SET EXERCISE: Copy out all of the material exactly as presented.

PROVIDED DATA:
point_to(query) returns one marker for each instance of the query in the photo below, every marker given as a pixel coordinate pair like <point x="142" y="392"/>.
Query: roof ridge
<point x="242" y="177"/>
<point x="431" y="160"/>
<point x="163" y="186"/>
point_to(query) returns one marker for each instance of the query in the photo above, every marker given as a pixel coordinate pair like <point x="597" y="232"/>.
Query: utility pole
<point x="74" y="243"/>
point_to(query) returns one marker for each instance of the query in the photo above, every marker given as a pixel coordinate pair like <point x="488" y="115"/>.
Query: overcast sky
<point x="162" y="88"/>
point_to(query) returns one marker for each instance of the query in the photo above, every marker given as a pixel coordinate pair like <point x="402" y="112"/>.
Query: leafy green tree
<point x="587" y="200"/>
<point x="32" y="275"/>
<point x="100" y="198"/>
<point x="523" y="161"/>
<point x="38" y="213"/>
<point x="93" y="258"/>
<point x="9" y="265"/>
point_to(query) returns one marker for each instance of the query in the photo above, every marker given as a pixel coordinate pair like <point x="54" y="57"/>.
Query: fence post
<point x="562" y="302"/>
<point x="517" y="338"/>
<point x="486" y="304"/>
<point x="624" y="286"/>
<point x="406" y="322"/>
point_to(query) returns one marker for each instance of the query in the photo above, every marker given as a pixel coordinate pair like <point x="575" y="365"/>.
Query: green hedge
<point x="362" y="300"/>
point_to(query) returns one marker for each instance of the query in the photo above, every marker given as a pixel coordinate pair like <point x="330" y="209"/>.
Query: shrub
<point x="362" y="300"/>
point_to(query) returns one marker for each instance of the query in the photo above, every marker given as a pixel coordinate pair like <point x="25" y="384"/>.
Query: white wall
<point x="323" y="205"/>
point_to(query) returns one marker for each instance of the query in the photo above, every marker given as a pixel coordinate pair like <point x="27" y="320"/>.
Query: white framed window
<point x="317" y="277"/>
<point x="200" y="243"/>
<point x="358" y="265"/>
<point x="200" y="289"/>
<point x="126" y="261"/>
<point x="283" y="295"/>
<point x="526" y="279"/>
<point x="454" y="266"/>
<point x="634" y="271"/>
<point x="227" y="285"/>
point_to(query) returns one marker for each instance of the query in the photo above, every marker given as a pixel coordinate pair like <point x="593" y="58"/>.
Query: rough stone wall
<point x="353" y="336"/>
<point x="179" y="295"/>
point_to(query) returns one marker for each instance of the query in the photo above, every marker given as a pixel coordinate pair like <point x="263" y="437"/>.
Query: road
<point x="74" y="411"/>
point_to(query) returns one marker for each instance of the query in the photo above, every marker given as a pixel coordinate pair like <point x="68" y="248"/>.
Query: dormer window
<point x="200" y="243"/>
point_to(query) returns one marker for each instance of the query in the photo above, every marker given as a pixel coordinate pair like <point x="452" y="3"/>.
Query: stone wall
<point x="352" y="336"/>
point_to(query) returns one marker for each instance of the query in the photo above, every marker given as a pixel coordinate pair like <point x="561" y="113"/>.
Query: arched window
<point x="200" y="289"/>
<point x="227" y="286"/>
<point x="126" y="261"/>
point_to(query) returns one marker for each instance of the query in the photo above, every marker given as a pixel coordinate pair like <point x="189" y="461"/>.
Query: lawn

TASK SOLUTION:
point_to(query) returns one marker for each instance of the query in the photo below, every marker given as a pixel coordinate pair like <point x="142" y="392"/>.
Query: roof ridge
<point x="242" y="177"/>
<point x="431" y="160"/>
<point x="163" y="186"/>
point_to(query) returns one marker for each instance of the query in the photo above, every marker given as a pixel coordinate pair like <point x="597" y="232"/>.
Query: utility pole
<point x="74" y="243"/>
point_to(query) returns one marker for each instance of the query in the photo above, every marker given as a pixel coordinate pair like <point x="488" y="115"/>.
Query: overcast sky
<point x="162" y="88"/>
point_to(query) returns one marker for each instance of the query in the photo above, every marker given as a pixel coordinate pair like <point x="402" y="112"/>.
Query: leafy green tree
<point x="587" y="200"/>
<point x="32" y="275"/>
<point x="100" y="198"/>
<point x="523" y="161"/>
<point x="38" y="213"/>
<point x="93" y="258"/>
<point x="9" y="265"/>
point_to(query) returns one marker for each instance of the query in the photo above, every marker given as a pixel coordinate pair like <point x="54" y="57"/>.
Query: fence post
<point x="562" y="302"/>
<point x="517" y="338"/>
<point x="486" y="304"/>
<point x="624" y="286"/>
<point x="406" y="322"/>
point_to(query) returns one marker for each instance of the query in the photo above, every marker given as a pixel coordinate pair like <point x="575" y="365"/>.
Query: green hedge
<point x="362" y="300"/>
point_to(query) returns one marker for each instance of the query in the photo above, every marker given as a pixel coordinate pair like <point x="330" y="209"/>.
Query: shrub
<point x="362" y="300"/>
point_to(query) returns one marker for each instance of the query in the photo above, every marker given as a pixel coordinate pair like <point x="25" y="384"/>.
Query: white wall
<point x="323" y="205"/>
point_to(query) returns one marker for each instance of the query in the photo above, every marker given as a pixel coordinate pair like <point x="27" y="320"/>.
Query: white framed window
<point x="317" y="277"/>
<point x="200" y="243"/>
<point x="358" y="265"/>
<point x="200" y="289"/>
<point x="126" y="261"/>
<point x="283" y="295"/>
<point x="526" y="279"/>
<point x="454" y="266"/>
<point x="634" y="271"/>
<point x="227" y="285"/>
point_to(query) returns one marker for each instance of the query in the photo above, every marker given as a pixel coordinate pair like <point x="593" y="58"/>.
Query: rough stone wall
<point x="353" y="336"/>
<point x="179" y="295"/>
point_to(query) returns one marker for each instance of the query in the photo above, every marker given as a pixel coordinate pair like <point x="263" y="437"/>.
Query: road
<point x="74" y="411"/>
point_to(query) returns one marker for each instance of the query in the photo above, every marker given as a pixel coordinate pair like <point x="68" y="248"/>.
Query: dormer window
<point x="200" y="243"/>
point_to(query) returns one marker for each instance of the query in the photo above, every marker given as a pixel coordinate pair like <point x="452" y="3"/>.
Query: stone wall
<point x="352" y="336"/>
point_to(query) returns one marker for each instance of the query in the photo above, every marker given as a pixel coordinate pair like <point x="561" y="113"/>.
Query: arched window
<point x="200" y="289"/>
<point x="227" y="286"/>
<point x="126" y="261"/>
point_to(query) returns one marker for each instance of the query in the photo above, every marker given as a pixel coordinate pair like <point x="189" y="461"/>.
Query: lawn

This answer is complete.